Excerpts of location labeling data
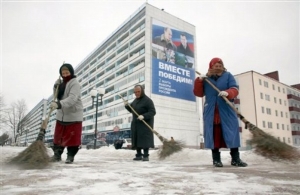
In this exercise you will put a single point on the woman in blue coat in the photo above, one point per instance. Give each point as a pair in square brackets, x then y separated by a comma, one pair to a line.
[221, 128]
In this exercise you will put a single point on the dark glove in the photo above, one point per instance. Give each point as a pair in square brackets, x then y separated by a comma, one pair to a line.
[57, 82]
[55, 105]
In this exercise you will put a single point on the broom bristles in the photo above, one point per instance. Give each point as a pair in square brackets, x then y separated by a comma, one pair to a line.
[169, 148]
[34, 156]
[271, 148]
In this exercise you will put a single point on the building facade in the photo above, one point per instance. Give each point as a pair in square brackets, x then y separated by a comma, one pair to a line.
[144, 50]
[270, 105]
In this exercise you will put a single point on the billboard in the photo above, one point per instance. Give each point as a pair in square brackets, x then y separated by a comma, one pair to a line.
[172, 62]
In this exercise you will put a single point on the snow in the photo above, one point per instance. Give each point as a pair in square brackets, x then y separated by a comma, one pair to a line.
[110, 171]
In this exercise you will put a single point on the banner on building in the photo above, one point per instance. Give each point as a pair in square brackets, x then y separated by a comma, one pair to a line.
[172, 62]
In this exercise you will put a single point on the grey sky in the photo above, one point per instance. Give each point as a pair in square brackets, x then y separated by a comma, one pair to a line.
[37, 36]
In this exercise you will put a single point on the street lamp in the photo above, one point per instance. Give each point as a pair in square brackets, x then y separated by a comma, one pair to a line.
[26, 131]
[95, 94]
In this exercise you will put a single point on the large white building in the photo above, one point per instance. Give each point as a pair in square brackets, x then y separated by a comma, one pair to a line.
[130, 56]
[270, 105]
[133, 55]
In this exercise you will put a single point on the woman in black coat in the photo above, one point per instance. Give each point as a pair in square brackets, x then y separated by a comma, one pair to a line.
[141, 135]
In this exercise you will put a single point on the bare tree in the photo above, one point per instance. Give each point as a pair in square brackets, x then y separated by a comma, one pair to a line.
[4, 138]
[16, 120]
[3, 118]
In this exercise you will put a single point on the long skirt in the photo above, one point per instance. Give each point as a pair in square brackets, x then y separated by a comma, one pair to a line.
[68, 134]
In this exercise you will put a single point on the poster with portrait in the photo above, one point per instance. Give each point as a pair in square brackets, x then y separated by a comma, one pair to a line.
[172, 61]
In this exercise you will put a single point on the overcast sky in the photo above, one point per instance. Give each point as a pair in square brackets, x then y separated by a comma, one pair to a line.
[37, 36]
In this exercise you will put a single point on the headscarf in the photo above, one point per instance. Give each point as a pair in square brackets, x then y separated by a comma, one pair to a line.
[62, 86]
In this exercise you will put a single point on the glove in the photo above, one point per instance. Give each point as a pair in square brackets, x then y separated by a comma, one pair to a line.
[53, 105]
[57, 82]
[141, 117]
[202, 76]
[223, 94]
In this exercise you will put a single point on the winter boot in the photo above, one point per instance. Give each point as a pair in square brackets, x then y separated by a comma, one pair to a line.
[138, 155]
[58, 150]
[236, 161]
[217, 159]
[146, 154]
[72, 151]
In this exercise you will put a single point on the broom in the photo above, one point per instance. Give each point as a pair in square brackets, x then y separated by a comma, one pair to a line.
[169, 146]
[264, 143]
[36, 156]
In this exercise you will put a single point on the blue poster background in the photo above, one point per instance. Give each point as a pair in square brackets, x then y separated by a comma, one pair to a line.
[172, 80]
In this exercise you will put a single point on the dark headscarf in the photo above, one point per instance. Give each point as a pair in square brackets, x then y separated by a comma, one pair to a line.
[62, 86]
[142, 90]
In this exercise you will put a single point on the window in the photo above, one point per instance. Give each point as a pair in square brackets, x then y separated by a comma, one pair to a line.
[268, 111]
[267, 97]
[270, 126]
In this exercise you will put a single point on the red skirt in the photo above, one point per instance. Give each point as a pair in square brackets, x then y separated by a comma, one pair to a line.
[218, 137]
[68, 135]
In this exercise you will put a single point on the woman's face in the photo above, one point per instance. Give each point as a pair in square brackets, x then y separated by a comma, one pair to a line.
[65, 73]
[137, 92]
[218, 66]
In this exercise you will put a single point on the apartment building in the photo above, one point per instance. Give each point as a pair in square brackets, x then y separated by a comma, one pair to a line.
[270, 105]
[135, 54]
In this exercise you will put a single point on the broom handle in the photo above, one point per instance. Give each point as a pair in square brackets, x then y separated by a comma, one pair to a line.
[227, 101]
[155, 132]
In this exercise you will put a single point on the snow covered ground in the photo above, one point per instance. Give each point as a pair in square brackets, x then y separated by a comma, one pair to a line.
[109, 171]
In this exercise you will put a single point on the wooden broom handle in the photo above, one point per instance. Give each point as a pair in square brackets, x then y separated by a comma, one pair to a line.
[138, 115]
[227, 101]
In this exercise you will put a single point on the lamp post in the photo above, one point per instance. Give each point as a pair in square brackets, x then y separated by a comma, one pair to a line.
[26, 131]
[95, 94]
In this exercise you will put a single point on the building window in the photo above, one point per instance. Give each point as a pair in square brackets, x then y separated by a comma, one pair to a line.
[267, 97]
[270, 126]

[Task to complete] Exactly reproduce the entries above, minus the pictures.

[The reply]
In this exercise you will put a single point on the woman in blue coat in the photo above, one point per instance. Give each point as a pair in square brackets, x then y separated by a comma, one pair to a line.
[221, 128]
In this exercise you will put a single point on the dark glove in the photo above, one point per instance. Give each point as a pair in square brackets, x then y separated by a comma, one pair to a line.
[57, 82]
[55, 105]
In this exercise you will put a single point on the broom bristles in the photo above, one point per instance. Give each point as a pair in square brackets, x then y separated by a comma, one pair to a line.
[169, 148]
[34, 156]
[271, 148]
In this exercise you will put a single point on the building facade in the photo above, one point per instance. Give each point as a pair in square brackets, x then y separated by a comma, one pair to a line.
[144, 50]
[270, 105]
In this exercise you will put a single point on the billboard in the photo above, one point per instance. Give each point as a pair in square brackets, x then y separated by a comma, one pair to a line.
[172, 62]
In this exercise you will put a single point on the snow in the photo above, one point per instance. Give each point as a pair in square brackets, x then y separated by a comma, one pair to a line.
[110, 171]
In this exercise you will put a single point on the banner on building in the photo above, one point per instance. Give each point as a pair in square brackets, x then y separated by a comma, one pair to a line.
[172, 62]
In this exercise you will put a single point on the grey sky in the photo above, one point per instance. Give each point as a pair in square brackets, x then y separated by a comma, one pair to a line.
[37, 36]
In this exercise you will put a single point on the street lamp in the photo above, one point per instance. Give each point as a pair in square brackets, x then y separated by a comma, one pair to a line.
[26, 131]
[95, 94]
In this exercise you will put a single point on the large white building in the photo above, one point per instance. Give each point as a pair in square brackets, x then y separated by a comma, one pair to a line.
[130, 56]
[270, 105]
[133, 55]
In this exercise you will put a single point on the woman in black coat in the photo above, one point per instance. Give each point as a pair in square brackets, x then y separated by a comma, one pair to a line.
[141, 135]
In this exercise you will put a single point on the bare tree in the photo above, one point per instance. Give each point as a pair in square brackets, x then y separated by a comma, one pair to a line.
[4, 138]
[16, 120]
[3, 118]
In this exercise you will put a single point on the long skirt in the photo above, one point per instance. Give each point as a pair in square brackets, x then y separated by a comma, one pair to a line.
[68, 134]
In this exercise you will put a single point on the poster with portrait in the photo above, one point per instance. Give each point as a pair in square brackets, x then y separated by a comma, one pair to a line.
[172, 61]
In this exercise you will put a single point on the overcast sky in the photo above, one point per instance. Give each point as a pair in square brackets, x then y separated by a comma, one pair to a line.
[37, 36]
In this exercise you will put a single point on the headscarf in the photo above, one point per instance. Give each point as a pair in square brackets, x then y separated by a comma, one pair to a line.
[62, 86]
In this exercise you will put a single point on the glove in the photo above, one point per instance. Give each point as a pair in square brackets, x then y separated by a comma, one pair to a line.
[53, 105]
[57, 82]
[141, 117]
[202, 76]
[223, 94]
In this exercise you will put a single point on the winter boot in the photo above, one point per instance. Give each point as a pair in square brackets, x then y separated by a comma, one pair to a line.
[138, 155]
[58, 150]
[236, 161]
[217, 159]
[146, 154]
[72, 151]
In this exercise you will put a single point on the broom in the photo above, one point per instance. Give each point as a pair in square brackets, x then y separated by a comma, one pair to a line.
[169, 146]
[264, 143]
[36, 156]
In this exercise you will put a single point on the blue poster background in the photo above, one point per instance. Give each point as a pair in square brackets, x then y separated by a comma, one pair to a line.
[172, 80]
In this exercise you will put a single point on the dark headscarf in the photo above, one point per instance. Give each point as a pair in square brackets, x then y separated by a comma, one pair to a line.
[62, 86]
[142, 90]
In this exercise you will put a single point on the window in the photo above, one point per instance. Give each point as a pair in square brackets, x then y separated by a comma, one pair to a line.
[268, 111]
[267, 97]
[270, 126]
In this exercise you will put a single point on the red skirt in the photo above, one point per instance. Give each point as a pair in square brackets, x then y separated by a comma, one pair to a line.
[218, 137]
[68, 135]
In this exercise you will put a single point on the woman's face in the photo above, one point per instance. Give each point as a pair in square brackets, x then y separated by a comma, one pair to a line.
[65, 73]
[137, 92]
[218, 66]
In this exercise you will put a single point on the apartment building in the photo above, one point per instance. Give each point as a pair in square brackets, x then y separated by a comma, one pair to a line.
[270, 105]
[135, 54]
In this exercise you will put a single point on the broom handle in the photo above, one point per instance. Give each point as a pair in square brackets, x then y separated by a comma, one pair to a line.
[227, 101]
[155, 132]
In this exercise you will put a single point on the snow covered ground in the photo above, one point per instance. Give each point as a pair in square brackets, x then y separated by a comma, one pair to a line.
[109, 171]
In this exercise you will put a single point on the wooden broom handle in the photo above, one point per instance. Give each point as a pair in square brackets, x then y separated by a comma, one pair to a line.
[138, 115]
[227, 101]
In this exercise you will put a single point on the lamp post in the photo above, one point per instance. Give each point as a pair in square brackets, x then y separated by a comma, one pair to a line.
[26, 131]
[95, 94]
In this exercise you will put a single point on the building window in the photo above, one point per instance. Give each point as a pair in square brackets, x then y separated by a comma, one pair to a line.
[267, 97]
[270, 126]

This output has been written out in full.